### SELECTED EXTRACT
Find the number of real roots of $1+x/1!+x^2/2!+x^3/3! + \ldots + x^6/6! =0$.
Find the number of real roots of $1+x/1!+x^2/2!+x^3/3! + \ldots + x^6/6! =0$.
Attempts so far:
Used Descartes signs stuff so possible number of real roots is $6,4,2,0$ tried differentiating the equation $4$ times and got an equation with no roots hence proving that above polynomial has $4$ real roots.
But using online calculators I get zero real roots. Where am I wrong?
Solution 1:
Let $E_n(x):=\sum_{k=0}^n\,\frac{x^k}{k!}$ for $n=0,1,2,\ldots$. We shall prove that $E_n(x)$ has no real roots if $n$ is even, and $E_n(x)$ has exactly one real root, which is simple, if $n$ is odd.

### TASK INSTRUCTIONS
Reproduce everything from "But using online" down to "if $n$ is odd." in the real-roots thread, substituting "graphing software" for "online calculators".

### DATA EXCERPTS
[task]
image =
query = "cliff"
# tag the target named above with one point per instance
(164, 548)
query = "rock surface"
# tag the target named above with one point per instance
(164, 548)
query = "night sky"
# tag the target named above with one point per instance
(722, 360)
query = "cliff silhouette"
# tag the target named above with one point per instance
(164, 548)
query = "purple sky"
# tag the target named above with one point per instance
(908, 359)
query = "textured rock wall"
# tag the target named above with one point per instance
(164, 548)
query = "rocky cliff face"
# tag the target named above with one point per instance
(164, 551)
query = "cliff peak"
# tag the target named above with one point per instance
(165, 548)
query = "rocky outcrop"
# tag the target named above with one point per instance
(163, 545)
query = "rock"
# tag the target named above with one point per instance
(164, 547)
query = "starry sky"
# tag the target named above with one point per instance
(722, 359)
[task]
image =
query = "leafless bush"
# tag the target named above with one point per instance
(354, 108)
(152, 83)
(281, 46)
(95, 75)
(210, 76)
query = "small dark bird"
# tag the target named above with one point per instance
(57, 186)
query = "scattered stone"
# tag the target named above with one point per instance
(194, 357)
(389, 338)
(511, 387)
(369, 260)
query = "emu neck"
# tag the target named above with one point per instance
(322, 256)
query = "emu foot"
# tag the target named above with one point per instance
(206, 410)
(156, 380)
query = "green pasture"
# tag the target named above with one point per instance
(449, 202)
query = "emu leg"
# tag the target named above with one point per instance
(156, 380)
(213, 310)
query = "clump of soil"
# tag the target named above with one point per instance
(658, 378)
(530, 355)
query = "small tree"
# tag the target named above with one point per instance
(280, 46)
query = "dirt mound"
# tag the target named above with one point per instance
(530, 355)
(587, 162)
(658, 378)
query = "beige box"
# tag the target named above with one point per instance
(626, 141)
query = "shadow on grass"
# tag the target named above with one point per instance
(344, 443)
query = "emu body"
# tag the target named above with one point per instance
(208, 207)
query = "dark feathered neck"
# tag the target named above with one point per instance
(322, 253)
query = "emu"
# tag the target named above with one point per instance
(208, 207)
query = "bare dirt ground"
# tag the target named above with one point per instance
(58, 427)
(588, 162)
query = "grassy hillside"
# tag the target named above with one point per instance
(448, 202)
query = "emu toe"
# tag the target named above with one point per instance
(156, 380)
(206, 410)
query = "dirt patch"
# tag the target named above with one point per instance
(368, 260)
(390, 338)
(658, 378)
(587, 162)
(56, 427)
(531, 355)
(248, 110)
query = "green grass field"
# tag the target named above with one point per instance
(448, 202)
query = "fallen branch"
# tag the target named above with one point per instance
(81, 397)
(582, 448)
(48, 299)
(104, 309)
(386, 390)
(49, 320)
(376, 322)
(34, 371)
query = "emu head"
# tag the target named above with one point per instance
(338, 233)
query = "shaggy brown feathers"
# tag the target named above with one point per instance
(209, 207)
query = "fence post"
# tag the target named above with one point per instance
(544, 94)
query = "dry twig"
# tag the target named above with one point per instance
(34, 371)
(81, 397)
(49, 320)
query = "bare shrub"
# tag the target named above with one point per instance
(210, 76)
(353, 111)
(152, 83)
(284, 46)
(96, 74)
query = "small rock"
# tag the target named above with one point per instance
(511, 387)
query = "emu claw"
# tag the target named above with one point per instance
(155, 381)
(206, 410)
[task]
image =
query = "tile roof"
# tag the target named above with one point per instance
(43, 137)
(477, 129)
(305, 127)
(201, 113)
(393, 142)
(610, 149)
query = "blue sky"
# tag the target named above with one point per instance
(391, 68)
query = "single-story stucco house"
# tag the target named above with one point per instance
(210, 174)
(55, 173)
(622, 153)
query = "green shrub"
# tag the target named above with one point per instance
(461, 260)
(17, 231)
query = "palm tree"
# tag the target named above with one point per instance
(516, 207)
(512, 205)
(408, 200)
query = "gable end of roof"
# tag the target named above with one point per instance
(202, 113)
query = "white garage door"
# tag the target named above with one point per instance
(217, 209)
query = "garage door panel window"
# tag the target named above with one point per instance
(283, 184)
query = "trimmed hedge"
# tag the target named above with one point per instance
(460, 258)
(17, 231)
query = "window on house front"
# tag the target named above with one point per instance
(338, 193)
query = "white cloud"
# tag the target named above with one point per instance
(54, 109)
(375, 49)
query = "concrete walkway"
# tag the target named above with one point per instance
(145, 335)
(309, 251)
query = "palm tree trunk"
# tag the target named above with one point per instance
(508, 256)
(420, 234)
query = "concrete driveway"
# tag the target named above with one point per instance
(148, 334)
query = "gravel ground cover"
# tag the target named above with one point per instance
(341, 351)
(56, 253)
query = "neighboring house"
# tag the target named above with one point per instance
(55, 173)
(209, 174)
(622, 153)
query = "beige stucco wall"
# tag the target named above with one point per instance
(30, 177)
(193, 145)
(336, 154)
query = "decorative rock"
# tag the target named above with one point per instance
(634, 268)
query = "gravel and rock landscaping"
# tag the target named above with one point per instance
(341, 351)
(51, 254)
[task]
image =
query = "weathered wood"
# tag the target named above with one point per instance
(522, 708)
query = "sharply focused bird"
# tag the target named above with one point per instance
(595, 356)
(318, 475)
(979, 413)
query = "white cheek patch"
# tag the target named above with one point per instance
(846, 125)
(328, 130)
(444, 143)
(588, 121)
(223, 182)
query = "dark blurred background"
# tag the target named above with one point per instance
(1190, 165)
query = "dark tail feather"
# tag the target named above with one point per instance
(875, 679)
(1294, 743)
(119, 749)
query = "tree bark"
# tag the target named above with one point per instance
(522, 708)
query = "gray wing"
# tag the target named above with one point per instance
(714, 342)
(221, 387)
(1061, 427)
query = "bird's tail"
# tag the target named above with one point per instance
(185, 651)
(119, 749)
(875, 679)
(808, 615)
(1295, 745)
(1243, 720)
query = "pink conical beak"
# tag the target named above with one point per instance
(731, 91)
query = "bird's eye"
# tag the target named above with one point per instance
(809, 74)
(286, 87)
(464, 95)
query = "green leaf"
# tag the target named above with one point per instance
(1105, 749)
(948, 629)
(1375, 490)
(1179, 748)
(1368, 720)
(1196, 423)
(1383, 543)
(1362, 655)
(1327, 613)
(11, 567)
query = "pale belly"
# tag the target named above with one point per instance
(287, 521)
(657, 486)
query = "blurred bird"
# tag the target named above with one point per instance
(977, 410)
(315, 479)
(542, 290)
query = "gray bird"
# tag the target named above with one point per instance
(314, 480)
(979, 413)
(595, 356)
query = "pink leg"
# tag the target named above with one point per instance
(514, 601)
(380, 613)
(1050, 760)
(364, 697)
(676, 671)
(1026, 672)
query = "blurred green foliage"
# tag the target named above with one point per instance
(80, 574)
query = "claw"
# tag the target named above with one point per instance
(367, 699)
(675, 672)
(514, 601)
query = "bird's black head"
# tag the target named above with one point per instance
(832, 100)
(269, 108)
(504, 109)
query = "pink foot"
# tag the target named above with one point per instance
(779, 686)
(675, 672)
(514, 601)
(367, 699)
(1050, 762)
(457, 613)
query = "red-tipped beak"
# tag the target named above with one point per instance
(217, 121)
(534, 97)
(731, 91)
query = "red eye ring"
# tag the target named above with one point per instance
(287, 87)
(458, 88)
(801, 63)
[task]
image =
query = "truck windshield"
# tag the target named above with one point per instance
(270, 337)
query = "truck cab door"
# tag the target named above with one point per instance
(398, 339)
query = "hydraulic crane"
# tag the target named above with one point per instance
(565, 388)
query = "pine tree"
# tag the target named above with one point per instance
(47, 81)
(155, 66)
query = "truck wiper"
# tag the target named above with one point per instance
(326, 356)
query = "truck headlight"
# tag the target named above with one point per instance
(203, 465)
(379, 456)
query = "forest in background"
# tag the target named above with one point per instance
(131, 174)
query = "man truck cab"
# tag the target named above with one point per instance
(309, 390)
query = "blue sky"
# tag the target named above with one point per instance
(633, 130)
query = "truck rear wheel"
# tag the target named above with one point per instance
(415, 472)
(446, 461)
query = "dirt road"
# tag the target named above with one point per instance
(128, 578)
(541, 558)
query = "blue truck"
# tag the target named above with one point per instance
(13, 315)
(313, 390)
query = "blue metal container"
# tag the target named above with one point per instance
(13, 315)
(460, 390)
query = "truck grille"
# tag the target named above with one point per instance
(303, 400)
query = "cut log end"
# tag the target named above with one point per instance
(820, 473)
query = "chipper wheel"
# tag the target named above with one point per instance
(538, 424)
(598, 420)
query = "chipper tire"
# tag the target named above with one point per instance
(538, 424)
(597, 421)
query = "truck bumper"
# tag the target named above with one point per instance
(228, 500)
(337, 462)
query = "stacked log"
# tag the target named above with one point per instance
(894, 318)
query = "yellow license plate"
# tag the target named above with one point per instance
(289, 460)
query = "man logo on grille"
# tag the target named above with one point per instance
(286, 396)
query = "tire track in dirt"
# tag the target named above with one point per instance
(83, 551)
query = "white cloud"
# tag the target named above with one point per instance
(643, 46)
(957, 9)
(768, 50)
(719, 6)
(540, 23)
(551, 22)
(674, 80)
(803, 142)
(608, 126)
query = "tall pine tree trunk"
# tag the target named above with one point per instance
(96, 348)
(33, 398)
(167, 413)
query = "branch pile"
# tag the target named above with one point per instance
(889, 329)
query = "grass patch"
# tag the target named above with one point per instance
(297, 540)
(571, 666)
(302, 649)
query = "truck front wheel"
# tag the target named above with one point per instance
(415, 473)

### TASK ANSWER
But using graphing software I get zero real roots. Where am I wrong?
Solution 1:
Let $E_n(x):=\sum_{k=0}^n\,\frac{x^k}{k!}$ for $n=0,1,2,\ldots$. We shall prove that $E_n(x)$ has no real roots if $n$ is even, and $E_n(x)$ has exactly one real root, which is simple, if $n$ is odd.